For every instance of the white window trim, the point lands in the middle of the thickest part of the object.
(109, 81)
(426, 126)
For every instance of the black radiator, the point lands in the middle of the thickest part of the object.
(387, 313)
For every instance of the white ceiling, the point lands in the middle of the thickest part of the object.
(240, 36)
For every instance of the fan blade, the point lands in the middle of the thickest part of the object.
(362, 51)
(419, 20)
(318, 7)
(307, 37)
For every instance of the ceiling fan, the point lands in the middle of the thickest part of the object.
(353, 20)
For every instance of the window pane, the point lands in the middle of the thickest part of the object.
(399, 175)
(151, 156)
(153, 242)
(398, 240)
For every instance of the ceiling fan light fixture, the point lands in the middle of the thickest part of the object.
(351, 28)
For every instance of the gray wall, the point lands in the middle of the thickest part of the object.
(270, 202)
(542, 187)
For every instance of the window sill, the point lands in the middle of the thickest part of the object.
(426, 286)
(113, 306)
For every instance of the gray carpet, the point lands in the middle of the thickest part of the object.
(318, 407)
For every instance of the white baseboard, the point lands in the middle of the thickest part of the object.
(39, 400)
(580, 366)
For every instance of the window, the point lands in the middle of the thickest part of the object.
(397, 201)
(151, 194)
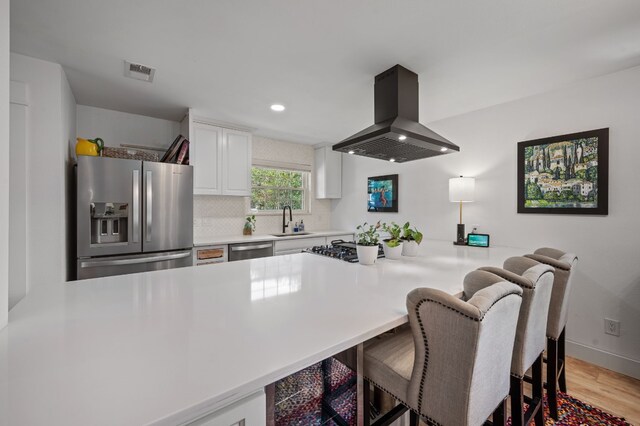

### TASK DIRECTIONS
Return everything from the line containing "For every instance of the gray wall, the" down to the end of the items above, copying each line unchanged and leaving the pictures out.

### WRITTEN ANSWER
For every instance of the gray wall, the point lands in the middle of the thickest part of the object.
(270, 202)
(542, 187)
For every instance of the window sill, the point lands in the middle of the thickest part of the object.
(426, 286)
(113, 306)
For every instance of the gray carpet, the point lands in the middle of the thickest part of the object.
(318, 407)
For every instance of the white baseboard, the point lands in the middle of the thickest part of the object.
(39, 400)
(580, 366)
For every instance of the window, the point lands in the middle of the thickest part of the object.
(397, 201)
(151, 194)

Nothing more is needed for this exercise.